Page extract ::
*** Begin section ***
Men and Miscarriage
What men should know about the aftermath of a miscarriage.
The goal of every pregnancy is to bring home a healthy baby, but unfortunately not every pregnancy ends that way. Last year my wife and I experienced a miscarriage, something that occurs in approximately 10 to 20 percent of all known pregnancies. While a miscarriage is something I wouldn’t wish on any couple, I wanted to share my experiences with other men who might be going through the same thing.
My first point is obvious, but it needs to be made: you and your wife will be sad. You’ve both spent a number of months imagining a future with your baby, but after a miscarriage all of your hopes and dreams are dashed. This is very difficult, and you should understand that it’s okay to grieve for the loss of the life that you and your wife were preparing for.
While grieving, though, it’s important to be there for your wife. A huge reason for this is that, in addition to all the feelings men and women both experience, women are also often plagued by guilt that they or their body failed the baby. My wife felt this way, and though I told her it wasn’t true, that didn’t do much to placate her feelings. Eventually I realized that it was best to stop trying to “fix” the problem and instead simply offer her love, comfort, and support.
*** End section ***
Data provided ::
*** Begin section ***
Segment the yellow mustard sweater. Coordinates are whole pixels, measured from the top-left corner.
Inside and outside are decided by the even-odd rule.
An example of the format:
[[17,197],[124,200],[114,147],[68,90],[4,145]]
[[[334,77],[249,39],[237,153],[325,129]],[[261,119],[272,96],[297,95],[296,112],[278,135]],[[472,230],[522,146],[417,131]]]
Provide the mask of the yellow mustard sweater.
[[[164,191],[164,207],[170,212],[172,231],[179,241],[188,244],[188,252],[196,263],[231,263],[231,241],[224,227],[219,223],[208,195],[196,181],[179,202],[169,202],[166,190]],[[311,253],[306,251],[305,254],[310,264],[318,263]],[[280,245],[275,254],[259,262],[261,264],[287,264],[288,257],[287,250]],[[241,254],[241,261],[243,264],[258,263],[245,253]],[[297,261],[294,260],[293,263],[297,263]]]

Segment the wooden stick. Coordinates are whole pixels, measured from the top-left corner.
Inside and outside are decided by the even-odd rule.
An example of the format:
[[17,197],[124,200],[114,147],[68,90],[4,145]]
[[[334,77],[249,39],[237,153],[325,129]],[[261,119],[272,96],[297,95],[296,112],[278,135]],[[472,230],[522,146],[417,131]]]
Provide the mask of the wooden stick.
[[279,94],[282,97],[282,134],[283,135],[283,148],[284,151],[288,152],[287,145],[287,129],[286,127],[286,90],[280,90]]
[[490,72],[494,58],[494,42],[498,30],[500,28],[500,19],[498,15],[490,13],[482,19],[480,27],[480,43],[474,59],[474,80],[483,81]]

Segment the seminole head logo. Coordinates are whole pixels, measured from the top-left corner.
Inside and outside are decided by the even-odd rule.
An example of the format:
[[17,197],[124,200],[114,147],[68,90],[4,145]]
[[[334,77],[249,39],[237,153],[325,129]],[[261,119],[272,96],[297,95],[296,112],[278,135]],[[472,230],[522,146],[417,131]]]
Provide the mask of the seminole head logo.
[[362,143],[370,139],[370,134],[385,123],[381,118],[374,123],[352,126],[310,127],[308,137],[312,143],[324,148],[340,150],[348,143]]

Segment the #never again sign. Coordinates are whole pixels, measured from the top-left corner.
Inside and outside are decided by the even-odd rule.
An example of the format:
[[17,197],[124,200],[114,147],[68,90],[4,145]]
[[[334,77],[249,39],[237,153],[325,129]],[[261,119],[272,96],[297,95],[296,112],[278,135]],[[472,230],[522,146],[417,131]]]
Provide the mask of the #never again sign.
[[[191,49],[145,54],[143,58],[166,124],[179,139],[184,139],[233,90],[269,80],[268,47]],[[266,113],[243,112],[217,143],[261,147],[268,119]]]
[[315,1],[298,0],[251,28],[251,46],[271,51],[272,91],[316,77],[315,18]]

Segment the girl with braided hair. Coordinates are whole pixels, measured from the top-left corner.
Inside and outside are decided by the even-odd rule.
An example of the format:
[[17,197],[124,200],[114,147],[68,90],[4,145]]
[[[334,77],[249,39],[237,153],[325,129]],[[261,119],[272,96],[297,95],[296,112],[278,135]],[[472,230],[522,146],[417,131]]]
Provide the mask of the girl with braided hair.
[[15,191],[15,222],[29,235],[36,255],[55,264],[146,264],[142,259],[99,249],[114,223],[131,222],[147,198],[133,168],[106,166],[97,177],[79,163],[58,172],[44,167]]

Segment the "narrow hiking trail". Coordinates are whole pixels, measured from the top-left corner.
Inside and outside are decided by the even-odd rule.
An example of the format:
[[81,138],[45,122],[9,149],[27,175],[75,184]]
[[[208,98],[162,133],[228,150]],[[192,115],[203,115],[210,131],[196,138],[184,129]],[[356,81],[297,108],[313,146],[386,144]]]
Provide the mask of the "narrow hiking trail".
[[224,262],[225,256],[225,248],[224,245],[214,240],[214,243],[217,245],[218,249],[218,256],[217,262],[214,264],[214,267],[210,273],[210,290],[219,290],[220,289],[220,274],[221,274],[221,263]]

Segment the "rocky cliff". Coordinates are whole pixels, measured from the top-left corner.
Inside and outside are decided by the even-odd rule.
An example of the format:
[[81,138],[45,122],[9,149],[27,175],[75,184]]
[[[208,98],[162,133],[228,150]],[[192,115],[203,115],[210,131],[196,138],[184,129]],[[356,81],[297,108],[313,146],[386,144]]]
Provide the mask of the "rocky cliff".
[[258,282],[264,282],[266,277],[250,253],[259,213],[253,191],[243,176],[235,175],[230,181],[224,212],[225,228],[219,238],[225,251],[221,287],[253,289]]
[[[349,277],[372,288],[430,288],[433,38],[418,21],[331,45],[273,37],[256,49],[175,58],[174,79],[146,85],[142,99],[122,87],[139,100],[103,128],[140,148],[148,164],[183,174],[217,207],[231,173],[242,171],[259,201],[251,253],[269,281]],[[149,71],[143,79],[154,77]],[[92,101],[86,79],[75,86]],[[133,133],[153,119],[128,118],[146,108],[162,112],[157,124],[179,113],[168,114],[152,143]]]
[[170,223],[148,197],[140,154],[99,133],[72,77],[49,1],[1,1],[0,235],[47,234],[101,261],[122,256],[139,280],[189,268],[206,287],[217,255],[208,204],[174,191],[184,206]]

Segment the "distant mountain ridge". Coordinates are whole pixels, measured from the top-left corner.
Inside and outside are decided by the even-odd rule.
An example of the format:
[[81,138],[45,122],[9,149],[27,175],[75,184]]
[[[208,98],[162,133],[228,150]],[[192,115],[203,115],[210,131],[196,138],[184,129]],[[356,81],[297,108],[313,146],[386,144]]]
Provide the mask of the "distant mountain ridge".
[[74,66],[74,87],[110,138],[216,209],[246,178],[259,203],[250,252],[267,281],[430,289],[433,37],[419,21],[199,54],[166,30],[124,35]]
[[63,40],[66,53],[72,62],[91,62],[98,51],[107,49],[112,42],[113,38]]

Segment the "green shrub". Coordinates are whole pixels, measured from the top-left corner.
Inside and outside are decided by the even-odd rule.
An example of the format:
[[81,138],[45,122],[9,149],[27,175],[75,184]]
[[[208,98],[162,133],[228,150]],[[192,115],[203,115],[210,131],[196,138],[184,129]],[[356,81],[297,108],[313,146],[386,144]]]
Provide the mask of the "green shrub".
*** End section ***
Exercises to complete ::
**1)** Print the stretch of the miscarriage article from "The goal of" through "the same thing.", word for word.
**2)** Write what comes next in the article on men and miscarriage, starting after its final sentence.

Responses ::
**1)**
The goal of every pregnancy is to bring home a healthy baby, but unfortunately not every pregnancy ends that way. Last year my wife and I experienced a miscarriage, something that occurs in approximately 10 to 20 percent of all known pregnancies. While a miscarriage is something I wouldn’t wish on any couple, I wanted to share my experiences with other men who might be going through the same thing.

**2)**
There’s another reason to try your best to support your wife: she will be dealing with physical pain on top of the emotional pain. In the best situation (“best,” of course, being relative to an incredibly lousy situation) a woman will have light bleeding and cramping for a couple weeks, but if she doesn’t pass the tissue she may have to have a dilation and curettage (D&C) procedure. My wife needed to have this done at our local hospital, and there’s no getting around the fact that the whole day was very depressing. A D&C is not a procedure to make you healthier (or to bring a baby into the world), but to resolve something sad. Though this day is emotionally taxing on both you and your wife, your wife will also physically experience the pain and discomfort of the procedure, not to mention the recovery period. Again, she will greatly benefit from your love, comfort, and support.
I’ve stressed the need to take care of your wife, but I must also stress the importance of taking care of yourself, too. If you need to cry, do so. If you need to talk to some one, reach out. You shouldn’t be afraid to talk to your wife about your feelings either. As someone who has experienced a number of losses with my wife, I strongly believe that we grew closer as a couple by grieving together. Don’t lock each other out on what is happening in your hearts.
Lastly, do your best to remain hopeful. Though it may not seem this way when it is happening, there will be a new beginning. Regardless of whether that is a new pregnancy or another path for your family, it’s important to look forward in hope.